**Exercise brief:** Copy out the entire listing below verbatim, leaving every line unaltered.

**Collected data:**

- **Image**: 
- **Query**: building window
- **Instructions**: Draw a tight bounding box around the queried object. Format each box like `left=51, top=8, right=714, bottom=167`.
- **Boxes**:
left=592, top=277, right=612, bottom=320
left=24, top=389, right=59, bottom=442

**Correct response:**
- **Image**: 
- **Query**: building window
- **Instructions**: Draw a tight bounding box around the queried object. Format each box like `left=51, top=8, right=714, bottom=167`.
- **Boxes**:
left=592, top=277, right=612, bottom=320
left=24, top=389, right=59, bottom=442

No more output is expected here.